◆ **Short exercise**:
Beginning with the line in which "target: black shoe with orange accent" appears, transcribe each line word for word until the records end. Do not include pictures.

◆ **Contour labeling items**:
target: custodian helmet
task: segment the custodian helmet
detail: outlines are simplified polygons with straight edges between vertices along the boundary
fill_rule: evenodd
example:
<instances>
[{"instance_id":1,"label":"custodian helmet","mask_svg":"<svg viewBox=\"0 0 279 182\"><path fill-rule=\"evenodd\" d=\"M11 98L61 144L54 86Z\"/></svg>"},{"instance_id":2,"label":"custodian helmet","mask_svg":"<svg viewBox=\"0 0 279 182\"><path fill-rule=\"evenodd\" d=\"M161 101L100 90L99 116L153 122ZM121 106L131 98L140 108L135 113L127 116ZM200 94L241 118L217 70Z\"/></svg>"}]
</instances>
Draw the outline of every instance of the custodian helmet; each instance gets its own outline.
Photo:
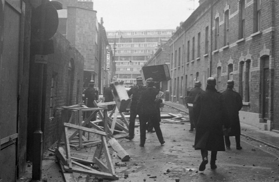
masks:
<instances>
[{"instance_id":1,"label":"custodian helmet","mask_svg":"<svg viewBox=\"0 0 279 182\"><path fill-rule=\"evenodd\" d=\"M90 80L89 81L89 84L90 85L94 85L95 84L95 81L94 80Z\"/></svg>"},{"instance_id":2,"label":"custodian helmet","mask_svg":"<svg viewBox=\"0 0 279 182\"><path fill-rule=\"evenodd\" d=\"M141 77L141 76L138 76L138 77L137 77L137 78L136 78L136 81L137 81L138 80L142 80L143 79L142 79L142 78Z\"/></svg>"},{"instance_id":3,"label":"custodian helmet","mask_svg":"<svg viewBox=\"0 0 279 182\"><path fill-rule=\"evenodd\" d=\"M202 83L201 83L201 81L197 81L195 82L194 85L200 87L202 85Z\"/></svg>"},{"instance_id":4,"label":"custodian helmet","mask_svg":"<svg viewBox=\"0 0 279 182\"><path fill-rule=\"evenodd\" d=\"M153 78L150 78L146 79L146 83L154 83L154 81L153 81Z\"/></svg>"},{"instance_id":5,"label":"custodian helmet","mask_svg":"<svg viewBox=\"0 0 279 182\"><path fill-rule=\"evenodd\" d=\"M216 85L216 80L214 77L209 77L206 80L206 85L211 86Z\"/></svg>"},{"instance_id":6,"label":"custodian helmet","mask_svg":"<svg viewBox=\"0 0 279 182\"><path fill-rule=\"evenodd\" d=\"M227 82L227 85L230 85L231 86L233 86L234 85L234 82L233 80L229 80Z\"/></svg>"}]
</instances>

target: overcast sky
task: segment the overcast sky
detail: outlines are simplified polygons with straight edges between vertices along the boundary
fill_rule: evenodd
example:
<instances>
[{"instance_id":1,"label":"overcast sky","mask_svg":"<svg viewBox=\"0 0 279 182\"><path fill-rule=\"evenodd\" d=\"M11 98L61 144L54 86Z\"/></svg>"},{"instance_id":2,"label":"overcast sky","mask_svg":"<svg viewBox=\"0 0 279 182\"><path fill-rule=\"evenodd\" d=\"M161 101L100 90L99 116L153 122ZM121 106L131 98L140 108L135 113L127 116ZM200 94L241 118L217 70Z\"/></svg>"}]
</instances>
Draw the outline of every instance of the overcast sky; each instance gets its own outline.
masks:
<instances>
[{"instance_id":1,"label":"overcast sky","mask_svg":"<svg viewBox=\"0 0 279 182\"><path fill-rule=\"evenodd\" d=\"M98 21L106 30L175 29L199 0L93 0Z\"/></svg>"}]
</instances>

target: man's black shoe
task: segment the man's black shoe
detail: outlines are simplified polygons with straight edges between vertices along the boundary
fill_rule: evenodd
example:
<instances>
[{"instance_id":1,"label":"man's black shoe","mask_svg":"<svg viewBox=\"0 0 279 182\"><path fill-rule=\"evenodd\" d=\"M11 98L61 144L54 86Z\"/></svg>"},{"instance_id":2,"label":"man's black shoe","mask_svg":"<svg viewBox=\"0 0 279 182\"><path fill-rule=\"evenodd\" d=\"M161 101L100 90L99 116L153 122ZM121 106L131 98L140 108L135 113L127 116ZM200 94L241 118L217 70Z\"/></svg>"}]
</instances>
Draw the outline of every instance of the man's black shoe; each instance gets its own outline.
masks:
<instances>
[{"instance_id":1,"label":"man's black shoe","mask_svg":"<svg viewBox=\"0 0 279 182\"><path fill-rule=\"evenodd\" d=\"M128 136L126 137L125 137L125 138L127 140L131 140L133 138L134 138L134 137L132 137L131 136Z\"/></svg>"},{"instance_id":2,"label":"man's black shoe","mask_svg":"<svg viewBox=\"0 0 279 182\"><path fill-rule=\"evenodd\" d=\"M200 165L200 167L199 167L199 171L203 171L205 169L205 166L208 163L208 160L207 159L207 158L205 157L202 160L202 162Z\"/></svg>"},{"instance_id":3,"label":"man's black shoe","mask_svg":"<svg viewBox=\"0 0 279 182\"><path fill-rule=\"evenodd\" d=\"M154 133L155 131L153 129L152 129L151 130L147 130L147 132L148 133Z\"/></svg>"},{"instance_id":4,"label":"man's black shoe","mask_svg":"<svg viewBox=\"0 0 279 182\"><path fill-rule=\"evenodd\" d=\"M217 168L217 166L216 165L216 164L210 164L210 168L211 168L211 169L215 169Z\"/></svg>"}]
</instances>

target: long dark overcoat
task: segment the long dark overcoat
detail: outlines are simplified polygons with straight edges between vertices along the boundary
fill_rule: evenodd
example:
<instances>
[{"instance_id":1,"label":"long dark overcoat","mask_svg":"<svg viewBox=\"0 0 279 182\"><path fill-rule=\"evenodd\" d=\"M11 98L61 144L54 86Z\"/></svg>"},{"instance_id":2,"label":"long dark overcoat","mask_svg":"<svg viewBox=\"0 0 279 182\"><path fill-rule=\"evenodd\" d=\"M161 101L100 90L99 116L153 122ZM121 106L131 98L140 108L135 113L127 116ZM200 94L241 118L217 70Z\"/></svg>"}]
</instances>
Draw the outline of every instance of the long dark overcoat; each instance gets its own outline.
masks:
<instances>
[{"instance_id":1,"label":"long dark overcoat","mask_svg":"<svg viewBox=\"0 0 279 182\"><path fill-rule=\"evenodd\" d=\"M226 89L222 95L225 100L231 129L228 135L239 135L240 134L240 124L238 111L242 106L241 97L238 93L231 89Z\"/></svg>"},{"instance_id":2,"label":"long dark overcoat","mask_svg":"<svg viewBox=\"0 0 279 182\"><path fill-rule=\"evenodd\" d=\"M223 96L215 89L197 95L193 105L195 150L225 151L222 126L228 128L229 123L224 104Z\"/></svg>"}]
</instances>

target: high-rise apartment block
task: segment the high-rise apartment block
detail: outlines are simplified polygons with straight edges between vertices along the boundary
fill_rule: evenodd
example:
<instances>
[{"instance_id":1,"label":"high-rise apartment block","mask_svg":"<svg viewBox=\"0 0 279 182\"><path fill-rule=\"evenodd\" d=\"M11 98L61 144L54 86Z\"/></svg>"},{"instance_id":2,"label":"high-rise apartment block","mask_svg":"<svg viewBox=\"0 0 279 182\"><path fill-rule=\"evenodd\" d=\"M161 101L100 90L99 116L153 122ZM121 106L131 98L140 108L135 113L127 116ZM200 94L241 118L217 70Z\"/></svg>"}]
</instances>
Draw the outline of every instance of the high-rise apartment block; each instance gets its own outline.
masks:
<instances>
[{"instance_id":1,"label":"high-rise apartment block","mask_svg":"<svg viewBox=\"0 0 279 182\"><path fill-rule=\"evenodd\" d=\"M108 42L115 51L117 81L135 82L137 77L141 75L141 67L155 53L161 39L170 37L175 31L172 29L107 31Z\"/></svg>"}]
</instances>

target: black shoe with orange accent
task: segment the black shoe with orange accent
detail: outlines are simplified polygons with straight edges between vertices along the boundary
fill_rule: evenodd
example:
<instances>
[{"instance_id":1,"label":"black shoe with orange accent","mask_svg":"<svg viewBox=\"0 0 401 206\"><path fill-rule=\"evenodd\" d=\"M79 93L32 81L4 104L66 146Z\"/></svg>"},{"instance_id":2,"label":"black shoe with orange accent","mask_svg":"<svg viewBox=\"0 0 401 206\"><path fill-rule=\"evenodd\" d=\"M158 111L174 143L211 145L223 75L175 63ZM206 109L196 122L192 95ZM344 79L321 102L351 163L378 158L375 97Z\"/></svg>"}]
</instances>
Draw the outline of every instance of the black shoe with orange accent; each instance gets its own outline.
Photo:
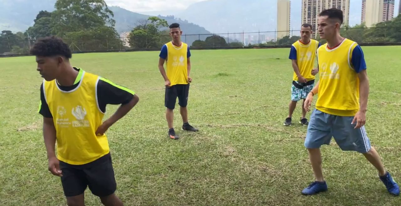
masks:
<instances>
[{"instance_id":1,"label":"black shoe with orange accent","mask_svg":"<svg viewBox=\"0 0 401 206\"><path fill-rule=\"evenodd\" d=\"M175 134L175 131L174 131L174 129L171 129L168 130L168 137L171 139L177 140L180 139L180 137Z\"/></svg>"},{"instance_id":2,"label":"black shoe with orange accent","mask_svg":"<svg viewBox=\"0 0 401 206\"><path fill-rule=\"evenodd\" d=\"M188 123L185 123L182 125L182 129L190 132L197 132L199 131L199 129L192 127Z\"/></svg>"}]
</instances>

◆ **The completed task**:
target: black shoe with orange accent
task: segment the black shoe with orange accent
detail: outlines are simplified polygons with straight edges between vertices along the boundary
fill_rule: evenodd
example:
<instances>
[{"instance_id":1,"label":"black shoe with orange accent","mask_svg":"<svg viewBox=\"0 0 401 206\"><path fill-rule=\"evenodd\" d=\"M79 93L32 81L4 104L66 146Z\"/></svg>"},{"instance_id":2,"label":"black shoe with orange accent","mask_svg":"<svg viewBox=\"0 0 401 206\"><path fill-rule=\"evenodd\" d=\"M158 111L174 143L211 145L223 75L175 63ZM206 109L196 122L192 95ZM344 79L321 102L351 163L378 158L375 97Z\"/></svg>"}]
</instances>
Draw the outline of every instance of the black shoe with orange accent; each instance gets its own outline.
Photo:
masks:
<instances>
[{"instance_id":1,"label":"black shoe with orange accent","mask_svg":"<svg viewBox=\"0 0 401 206\"><path fill-rule=\"evenodd\" d=\"M175 134L175 131L174 131L174 129L171 129L168 130L168 137L171 139L177 140L180 139L180 137Z\"/></svg>"},{"instance_id":2,"label":"black shoe with orange accent","mask_svg":"<svg viewBox=\"0 0 401 206\"><path fill-rule=\"evenodd\" d=\"M188 123L185 123L182 125L182 129L190 132L197 132L199 131L199 129L192 127Z\"/></svg>"}]
</instances>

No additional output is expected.